[Recorded data]
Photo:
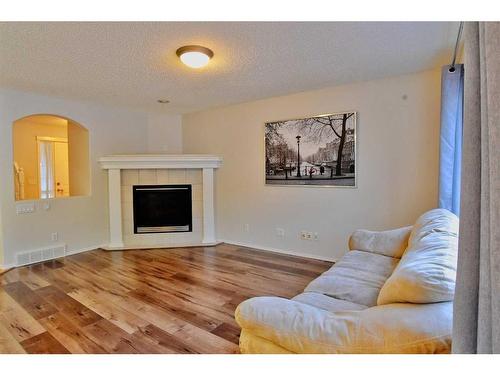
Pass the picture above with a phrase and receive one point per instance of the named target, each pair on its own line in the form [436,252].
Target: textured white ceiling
[134,64]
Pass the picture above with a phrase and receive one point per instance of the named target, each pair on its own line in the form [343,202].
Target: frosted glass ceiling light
[195,56]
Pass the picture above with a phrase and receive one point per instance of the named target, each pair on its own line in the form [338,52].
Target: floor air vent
[36,256]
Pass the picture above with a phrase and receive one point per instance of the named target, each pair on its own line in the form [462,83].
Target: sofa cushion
[291,326]
[327,303]
[427,270]
[390,242]
[356,278]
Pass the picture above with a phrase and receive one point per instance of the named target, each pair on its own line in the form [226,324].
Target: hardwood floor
[142,301]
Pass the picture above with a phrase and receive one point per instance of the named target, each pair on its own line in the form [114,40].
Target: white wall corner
[164,133]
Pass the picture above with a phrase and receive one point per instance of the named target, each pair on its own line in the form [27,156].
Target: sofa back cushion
[357,277]
[390,243]
[427,270]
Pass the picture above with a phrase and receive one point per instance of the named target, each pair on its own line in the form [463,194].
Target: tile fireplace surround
[125,171]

» Exercise details
Filter the data for the string "named" and copy every line that has it.

» Solution to the problem
Pass the picture above with a phrase and receive one point per instance of the named target, each pair on its own line in the form [436,252].
Pass the picture above with a phrase and receive one point per instance of the named target, each pair on its own line in the form [343,202].
Pass the picture above with a phrase and receive one point per instance of the named target, each pair on its own line in the form [338,52].
Pass the picture above with a phrase and receive one point per instance of the named target, each pair on its own line in the form [462,83].
Pass the picture above with a phrase and receive one point per instance of the named target, each pair on its own line in the form [226,324].
Pass the picture above with a phrase and receive one point per instance of the named target, each pair on its own line in the form [114,40].
Pass the picture above with a phrase and receive one point per instance of the named target, each pair on its own line in the form [27,156].
Pass the picture above with a phrase and receive one point per instance of the named target, each pair on its own line in the form [463,194].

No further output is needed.